→ **Problem**
Reproduce exactly the lines from the line containing "Target: orange maple leaf" through the end of the records below, including both ends, and nothing else.

→ **Dataset extract**
───

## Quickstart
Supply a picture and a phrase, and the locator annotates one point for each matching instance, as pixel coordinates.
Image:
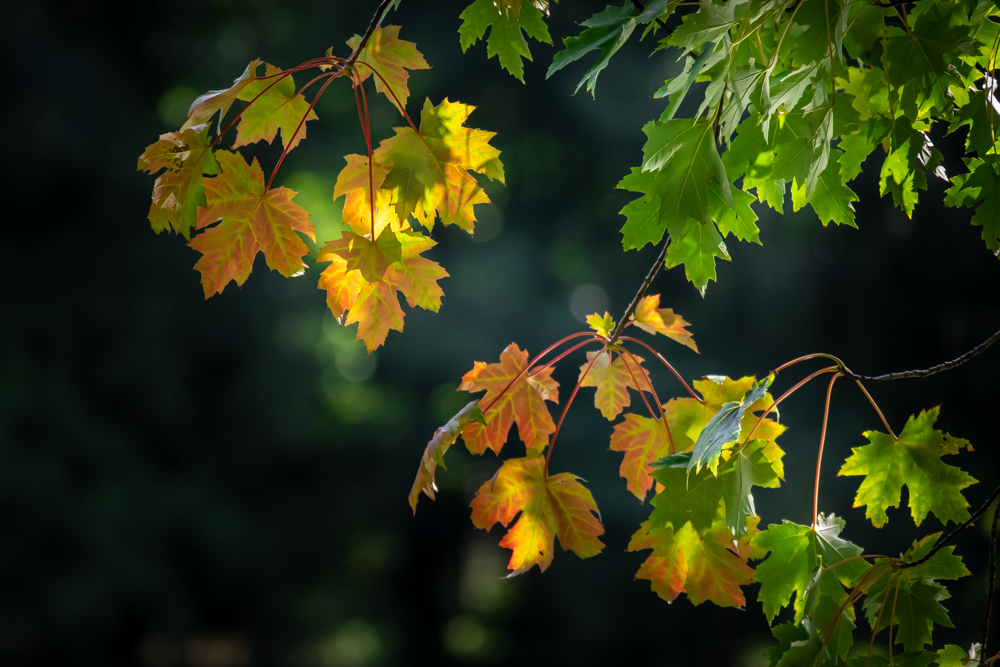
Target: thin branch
(993, 581)
(642, 291)
(642, 8)
(943, 543)
(368, 33)
(948, 365)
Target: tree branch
(368, 33)
(642, 8)
(955, 533)
(642, 291)
(992, 584)
(927, 371)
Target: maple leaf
(700, 564)
(274, 106)
(218, 101)
(177, 193)
(655, 320)
(433, 455)
(725, 426)
(390, 57)
(607, 31)
(613, 375)
(365, 278)
(505, 19)
(642, 440)
(254, 220)
(550, 506)
(914, 594)
(796, 552)
(511, 396)
(430, 168)
(914, 459)
(354, 185)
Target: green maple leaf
(724, 428)
(682, 500)
(980, 189)
(506, 20)
(919, 60)
(982, 114)
(914, 459)
(607, 31)
(796, 552)
(748, 467)
(911, 595)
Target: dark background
(222, 483)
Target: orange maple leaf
(550, 506)
(253, 220)
(655, 320)
(430, 168)
(390, 57)
(642, 440)
(613, 379)
(510, 396)
(700, 564)
(279, 108)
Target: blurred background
(223, 483)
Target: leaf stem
(992, 584)
(822, 441)
(667, 364)
(569, 402)
(653, 270)
(829, 369)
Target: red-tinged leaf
(511, 396)
(430, 168)
(390, 57)
(353, 184)
(371, 258)
(613, 379)
(219, 101)
(253, 220)
(416, 277)
(699, 564)
(377, 311)
(278, 107)
(179, 192)
(550, 507)
(642, 440)
(434, 453)
(655, 320)
(342, 285)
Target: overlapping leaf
(512, 395)
(253, 219)
(177, 193)
(549, 506)
(910, 597)
(433, 455)
(913, 460)
(613, 375)
(388, 59)
(508, 22)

───

→ **Solution**
Target: orange maple leaf
(550, 506)
(253, 220)
(655, 320)
(430, 168)
(390, 57)
(642, 440)
(613, 379)
(510, 396)
(700, 564)
(279, 108)
Target: blurred background
(223, 483)
Target: leaf stem
(992, 584)
(822, 441)
(667, 364)
(569, 402)
(653, 270)
(829, 369)
Target: red-tinged leaf
(511, 396)
(430, 168)
(390, 57)
(353, 184)
(371, 258)
(613, 379)
(219, 101)
(253, 220)
(416, 277)
(699, 564)
(377, 311)
(278, 107)
(179, 192)
(550, 507)
(642, 440)
(434, 453)
(655, 320)
(342, 285)
Target: overlapping leaf
(512, 395)
(253, 219)
(177, 193)
(549, 506)
(910, 597)
(433, 455)
(913, 460)
(613, 375)
(388, 59)
(508, 22)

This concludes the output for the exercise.